--- Point placement records ---

·····

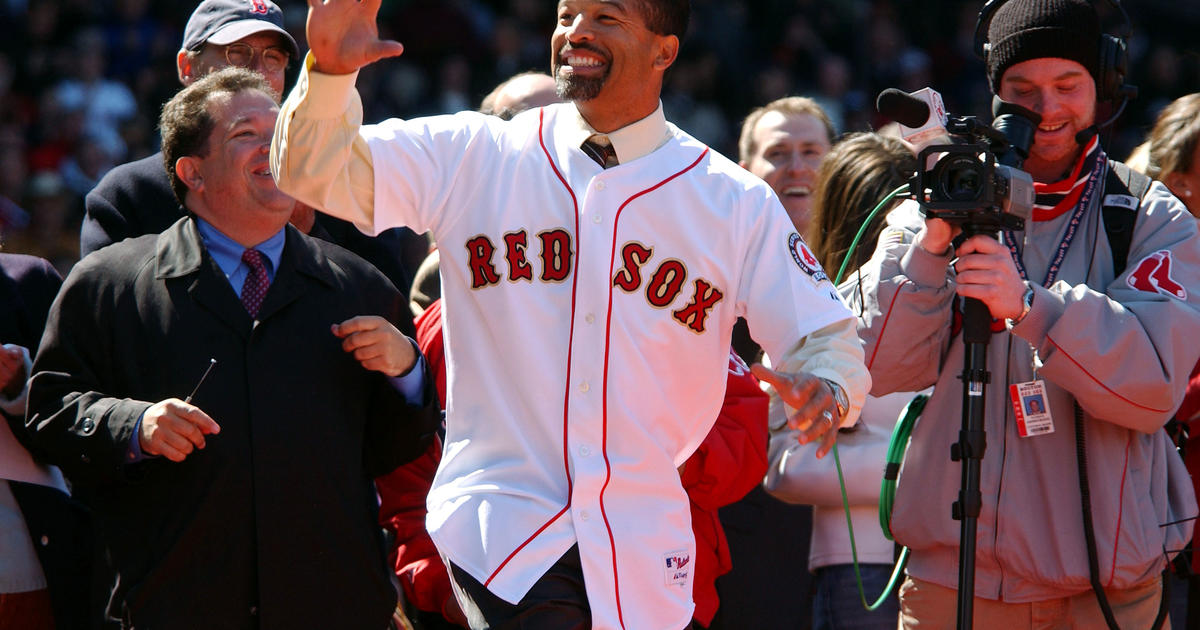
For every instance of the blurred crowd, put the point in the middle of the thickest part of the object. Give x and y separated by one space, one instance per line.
83 81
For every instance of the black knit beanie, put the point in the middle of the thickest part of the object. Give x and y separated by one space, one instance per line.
1021 30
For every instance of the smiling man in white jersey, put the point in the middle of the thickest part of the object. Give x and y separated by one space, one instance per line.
594 259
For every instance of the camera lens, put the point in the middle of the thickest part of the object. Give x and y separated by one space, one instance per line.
959 178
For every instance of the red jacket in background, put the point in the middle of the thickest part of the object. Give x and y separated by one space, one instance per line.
727 465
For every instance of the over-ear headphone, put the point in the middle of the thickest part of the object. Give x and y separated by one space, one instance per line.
1114 60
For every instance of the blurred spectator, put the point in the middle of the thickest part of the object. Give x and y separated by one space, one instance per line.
1173 150
840 53
52 216
783 143
856 175
106 103
43 585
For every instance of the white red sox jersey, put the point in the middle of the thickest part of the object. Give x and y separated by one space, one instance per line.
588 318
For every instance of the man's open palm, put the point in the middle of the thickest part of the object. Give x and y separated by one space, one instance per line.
343 36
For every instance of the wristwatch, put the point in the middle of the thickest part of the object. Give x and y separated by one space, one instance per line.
839 400
1027 303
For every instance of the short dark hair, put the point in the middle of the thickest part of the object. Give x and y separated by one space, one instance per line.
666 17
186 123
853 177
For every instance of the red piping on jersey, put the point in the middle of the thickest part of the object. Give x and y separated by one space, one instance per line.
604 400
885 328
570 343
1102 384
1116 538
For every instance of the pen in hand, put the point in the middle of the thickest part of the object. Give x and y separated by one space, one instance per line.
201 382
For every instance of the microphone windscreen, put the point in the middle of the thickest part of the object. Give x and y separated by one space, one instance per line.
903 107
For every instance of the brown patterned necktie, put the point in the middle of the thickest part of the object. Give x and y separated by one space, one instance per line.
600 149
255 288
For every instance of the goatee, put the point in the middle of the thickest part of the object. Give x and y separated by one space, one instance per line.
570 87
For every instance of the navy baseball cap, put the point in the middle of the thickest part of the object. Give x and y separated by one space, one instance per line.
223 22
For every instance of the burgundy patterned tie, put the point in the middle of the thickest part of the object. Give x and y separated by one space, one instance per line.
255 288
598 147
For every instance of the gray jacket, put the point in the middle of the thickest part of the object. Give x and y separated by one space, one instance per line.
1121 348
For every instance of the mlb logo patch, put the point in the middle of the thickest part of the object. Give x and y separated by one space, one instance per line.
805 259
677 568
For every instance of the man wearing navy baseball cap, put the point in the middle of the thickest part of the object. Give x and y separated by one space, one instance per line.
237 33
135 198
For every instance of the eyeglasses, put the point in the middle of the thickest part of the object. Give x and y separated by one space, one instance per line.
243 54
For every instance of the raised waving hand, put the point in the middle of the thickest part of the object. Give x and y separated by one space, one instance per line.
343 35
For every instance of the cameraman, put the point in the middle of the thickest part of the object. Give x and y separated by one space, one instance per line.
1113 351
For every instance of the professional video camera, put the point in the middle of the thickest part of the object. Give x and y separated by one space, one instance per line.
975 183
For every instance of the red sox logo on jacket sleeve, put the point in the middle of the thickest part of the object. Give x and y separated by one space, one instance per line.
805 259
1153 275
663 287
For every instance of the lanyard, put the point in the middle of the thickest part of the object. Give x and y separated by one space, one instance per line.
1077 219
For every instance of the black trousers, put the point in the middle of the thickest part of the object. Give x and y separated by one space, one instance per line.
557 601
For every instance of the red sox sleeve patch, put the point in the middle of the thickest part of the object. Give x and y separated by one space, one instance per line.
804 258
1153 275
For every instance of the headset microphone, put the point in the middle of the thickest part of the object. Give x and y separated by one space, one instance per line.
921 114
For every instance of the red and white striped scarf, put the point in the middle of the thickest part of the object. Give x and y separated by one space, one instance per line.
1054 199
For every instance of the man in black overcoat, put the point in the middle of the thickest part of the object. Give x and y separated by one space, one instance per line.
243 498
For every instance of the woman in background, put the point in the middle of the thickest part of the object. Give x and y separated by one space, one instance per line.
858 173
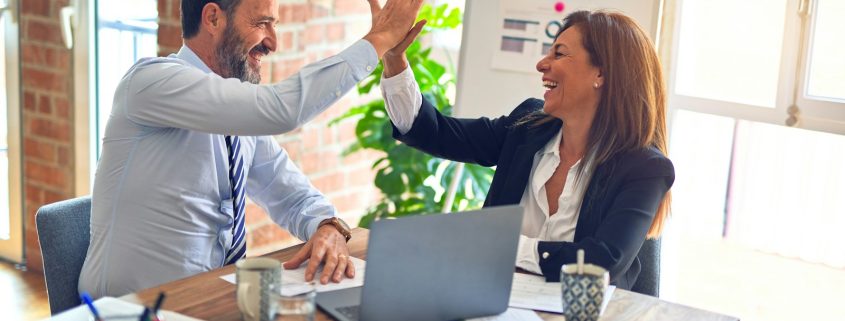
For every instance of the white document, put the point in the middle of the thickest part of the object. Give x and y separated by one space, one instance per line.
512 314
293 281
533 292
113 308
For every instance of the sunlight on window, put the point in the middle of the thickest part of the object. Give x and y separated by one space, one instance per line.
126 32
4 143
827 68
730 50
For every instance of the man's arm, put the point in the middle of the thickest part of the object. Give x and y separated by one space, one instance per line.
277 185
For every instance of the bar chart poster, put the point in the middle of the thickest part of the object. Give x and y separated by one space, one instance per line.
527 30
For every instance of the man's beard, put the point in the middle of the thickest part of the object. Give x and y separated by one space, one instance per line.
234 60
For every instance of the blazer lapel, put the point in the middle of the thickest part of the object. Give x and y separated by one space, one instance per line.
523 158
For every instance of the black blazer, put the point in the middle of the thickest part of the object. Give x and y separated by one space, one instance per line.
619 204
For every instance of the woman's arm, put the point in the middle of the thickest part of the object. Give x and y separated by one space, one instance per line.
620 234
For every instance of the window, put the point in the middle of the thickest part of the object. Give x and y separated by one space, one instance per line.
126 32
758 102
109 36
11 225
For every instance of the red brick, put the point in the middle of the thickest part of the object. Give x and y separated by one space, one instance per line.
35 7
52 197
34 194
347 7
48 81
335 31
33 54
36 30
349 202
314 34
314 162
267 235
44 105
62 107
360 176
64 157
29 102
45 174
49 129
39 150
58 58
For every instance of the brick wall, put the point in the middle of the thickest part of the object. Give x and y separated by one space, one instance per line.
309 30
47 118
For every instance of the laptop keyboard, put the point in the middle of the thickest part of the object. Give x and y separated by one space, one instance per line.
350 312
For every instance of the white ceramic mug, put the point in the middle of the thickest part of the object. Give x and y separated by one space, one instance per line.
257 279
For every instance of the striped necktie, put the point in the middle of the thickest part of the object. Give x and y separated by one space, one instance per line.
236 180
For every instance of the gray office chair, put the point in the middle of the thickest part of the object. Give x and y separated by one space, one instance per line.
63 233
648 282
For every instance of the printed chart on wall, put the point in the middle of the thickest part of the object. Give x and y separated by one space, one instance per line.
527 30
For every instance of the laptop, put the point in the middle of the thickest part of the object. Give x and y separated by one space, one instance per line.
434 267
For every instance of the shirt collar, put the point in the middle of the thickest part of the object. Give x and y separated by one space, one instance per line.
191 57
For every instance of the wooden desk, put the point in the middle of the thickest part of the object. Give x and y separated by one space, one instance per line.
206 296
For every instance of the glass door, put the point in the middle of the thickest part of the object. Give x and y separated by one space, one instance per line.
11 225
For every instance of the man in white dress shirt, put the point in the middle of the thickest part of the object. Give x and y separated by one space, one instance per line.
188 139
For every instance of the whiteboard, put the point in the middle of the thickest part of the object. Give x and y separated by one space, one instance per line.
483 90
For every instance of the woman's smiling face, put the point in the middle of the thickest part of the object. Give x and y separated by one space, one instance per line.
573 83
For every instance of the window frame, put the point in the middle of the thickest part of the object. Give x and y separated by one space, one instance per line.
792 76
13 249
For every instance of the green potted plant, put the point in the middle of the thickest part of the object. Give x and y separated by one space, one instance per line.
410 181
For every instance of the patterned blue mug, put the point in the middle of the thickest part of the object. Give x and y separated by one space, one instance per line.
583 293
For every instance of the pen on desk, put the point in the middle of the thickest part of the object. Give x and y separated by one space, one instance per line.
157 305
145 316
90 303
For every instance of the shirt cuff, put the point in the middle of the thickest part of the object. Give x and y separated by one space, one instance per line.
362 58
403 99
526 255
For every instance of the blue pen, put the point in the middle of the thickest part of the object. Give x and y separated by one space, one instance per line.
87 299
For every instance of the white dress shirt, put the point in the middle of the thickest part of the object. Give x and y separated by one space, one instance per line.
403 100
162 203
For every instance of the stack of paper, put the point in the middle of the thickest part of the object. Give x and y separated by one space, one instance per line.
293 281
533 292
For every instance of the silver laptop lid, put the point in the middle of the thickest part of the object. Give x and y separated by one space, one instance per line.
442 266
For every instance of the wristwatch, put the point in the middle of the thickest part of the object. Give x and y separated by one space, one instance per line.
340 225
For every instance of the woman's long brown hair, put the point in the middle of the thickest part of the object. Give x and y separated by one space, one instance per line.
631 113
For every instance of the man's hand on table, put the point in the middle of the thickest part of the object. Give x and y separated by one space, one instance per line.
326 246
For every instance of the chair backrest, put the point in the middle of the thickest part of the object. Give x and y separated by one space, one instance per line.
64 232
648 281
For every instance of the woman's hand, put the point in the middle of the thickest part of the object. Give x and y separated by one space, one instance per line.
394 59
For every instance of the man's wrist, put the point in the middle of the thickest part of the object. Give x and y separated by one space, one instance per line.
339 225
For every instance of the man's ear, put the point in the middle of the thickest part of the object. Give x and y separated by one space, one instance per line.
213 19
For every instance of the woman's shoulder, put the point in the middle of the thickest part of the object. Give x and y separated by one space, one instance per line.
530 105
645 162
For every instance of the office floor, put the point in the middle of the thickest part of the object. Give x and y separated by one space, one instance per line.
23 295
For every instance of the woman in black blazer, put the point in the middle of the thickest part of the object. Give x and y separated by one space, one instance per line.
598 140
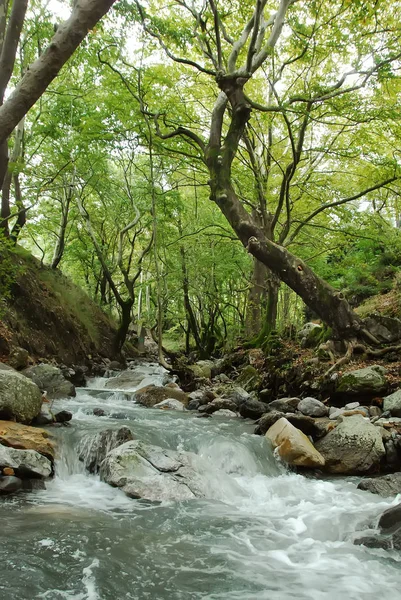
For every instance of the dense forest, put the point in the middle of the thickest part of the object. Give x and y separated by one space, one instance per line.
205 170
200 299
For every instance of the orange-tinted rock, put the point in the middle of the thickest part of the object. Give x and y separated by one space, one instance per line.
25 437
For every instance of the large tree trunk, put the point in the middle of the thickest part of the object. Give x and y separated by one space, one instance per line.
329 304
125 321
256 301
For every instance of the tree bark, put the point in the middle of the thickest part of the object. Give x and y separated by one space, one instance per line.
84 16
329 304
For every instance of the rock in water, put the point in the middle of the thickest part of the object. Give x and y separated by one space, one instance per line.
170 404
20 398
392 403
51 379
10 484
152 394
127 380
27 463
293 446
150 472
354 446
252 409
312 408
388 485
93 449
23 437
366 383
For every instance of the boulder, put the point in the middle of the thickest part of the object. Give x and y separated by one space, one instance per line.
225 412
127 380
15 435
170 404
20 398
26 463
50 379
354 446
293 446
385 329
392 403
19 358
252 409
386 486
150 472
284 404
45 416
310 335
390 520
152 394
93 449
10 484
249 378
219 404
267 420
312 408
364 383
63 416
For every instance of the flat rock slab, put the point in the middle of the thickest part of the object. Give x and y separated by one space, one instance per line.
152 394
150 472
386 486
51 380
24 437
293 446
354 446
20 398
26 463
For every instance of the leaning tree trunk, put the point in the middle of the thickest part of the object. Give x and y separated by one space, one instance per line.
329 304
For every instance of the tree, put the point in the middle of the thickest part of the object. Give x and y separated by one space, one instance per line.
234 59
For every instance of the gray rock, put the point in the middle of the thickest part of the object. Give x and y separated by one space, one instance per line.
390 521
26 463
386 486
369 381
99 412
284 404
45 417
267 420
127 380
10 484
19 358
150 472
238 395
93 449
312 408
392 403
352 405
20 398
252 409
310 334
170 404
63 416
354 446
50 379
225 412
152 394
385 329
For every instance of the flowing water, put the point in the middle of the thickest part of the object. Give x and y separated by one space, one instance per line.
261 532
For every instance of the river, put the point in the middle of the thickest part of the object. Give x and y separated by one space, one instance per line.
261 533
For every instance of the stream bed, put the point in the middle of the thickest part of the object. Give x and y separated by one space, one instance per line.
260 533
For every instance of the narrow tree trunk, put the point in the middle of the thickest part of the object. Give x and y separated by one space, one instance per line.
125 321
256 300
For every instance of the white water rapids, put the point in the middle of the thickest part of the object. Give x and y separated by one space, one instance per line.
261 533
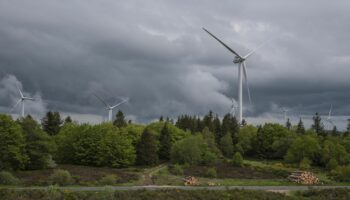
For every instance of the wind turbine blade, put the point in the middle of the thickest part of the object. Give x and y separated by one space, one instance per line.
246 82
15 105
261 45
227 47
124 101
102 100
20 92
330 112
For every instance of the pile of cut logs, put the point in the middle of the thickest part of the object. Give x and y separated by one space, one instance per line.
303 177
190 180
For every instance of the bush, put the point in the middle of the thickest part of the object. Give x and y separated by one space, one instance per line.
177 170
341 173
110 179
6 178
237 160
211 173
332 164
305 163
61 177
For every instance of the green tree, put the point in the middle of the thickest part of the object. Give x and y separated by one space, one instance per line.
147 149
318 125
120 120
246 138
68 119
38 144
288 124
165 143
52 122
226 145
237 160
273 141
12 144
300 127
303 147
192 150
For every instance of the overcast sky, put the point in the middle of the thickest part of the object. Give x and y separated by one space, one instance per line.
156 53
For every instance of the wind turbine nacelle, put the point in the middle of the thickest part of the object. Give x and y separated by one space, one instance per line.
238 60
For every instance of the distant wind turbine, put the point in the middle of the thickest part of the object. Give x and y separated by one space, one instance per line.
240 60
22 100
234 106
329 118
110 108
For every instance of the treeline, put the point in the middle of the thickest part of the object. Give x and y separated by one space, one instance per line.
26 144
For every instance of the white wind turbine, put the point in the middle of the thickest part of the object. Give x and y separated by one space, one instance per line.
240 60
110 108
22 100
234 106
329 119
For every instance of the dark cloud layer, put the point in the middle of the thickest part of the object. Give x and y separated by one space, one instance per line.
156 53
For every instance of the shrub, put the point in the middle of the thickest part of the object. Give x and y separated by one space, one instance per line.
237 160
6 178
177 170
61 177
211 173
332 164
110 179
341 173
305 163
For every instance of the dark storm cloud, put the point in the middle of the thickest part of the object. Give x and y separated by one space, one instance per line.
157 54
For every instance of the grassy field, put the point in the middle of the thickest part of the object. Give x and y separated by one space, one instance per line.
172 194
254 173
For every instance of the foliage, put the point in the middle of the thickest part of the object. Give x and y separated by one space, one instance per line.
237 160
165 143
341 173
273 141
177 169
6 178
191 150
98 145
110 179
245 140
211 173
226 145
12 144
52 123
332 164
61 177
303 147
38 144
147 149
318 125
305 163
120 120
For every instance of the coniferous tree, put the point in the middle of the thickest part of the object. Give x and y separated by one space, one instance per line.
52 122
334 131
347 132
217 129
288 124
318 125
120 120
67 120
165 143
147 150
300 127
38 145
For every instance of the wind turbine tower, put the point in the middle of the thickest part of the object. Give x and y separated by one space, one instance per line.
240 60
22 101
110 108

·····

--- Task prompt ---
Write out exactly the lines from the line holding "For every instance of the grassy" through the last line of the data, and nothing besides those lines.

--- Answer for this exercise ---
For every instance of the grassy field, put the point in the middle of the thickest part of the object. Give x and y separated by one space, one instance per line.
172 194
254 173
For every instance of the foliage, put the point in the middle of the thickest part of the object. Give x and y separated by one space, one instance per line.
237 160
165 143
341 173
273 141
177 169
6 178
191 150
98 145
110 179
245 140
211 173
226 145
12 144
52 123
332 164
61 177
303 147
38 144
147 149
318 125
305 163
120 120
For every instance of the coniferous tree, put the point in the middle of the thickest part of the object. Give x and y separated by one space, one instance per line.
52 122
334 131
347 132
217 129
288 124
318 125
120 120
67 120
165 143
147 150
300 127
38 145
For every instance of the wind turbine tower, put the point in the middle of the thickest part of the object. Give x and y separated by one space, one instance per line.
240 60
22 101
110 108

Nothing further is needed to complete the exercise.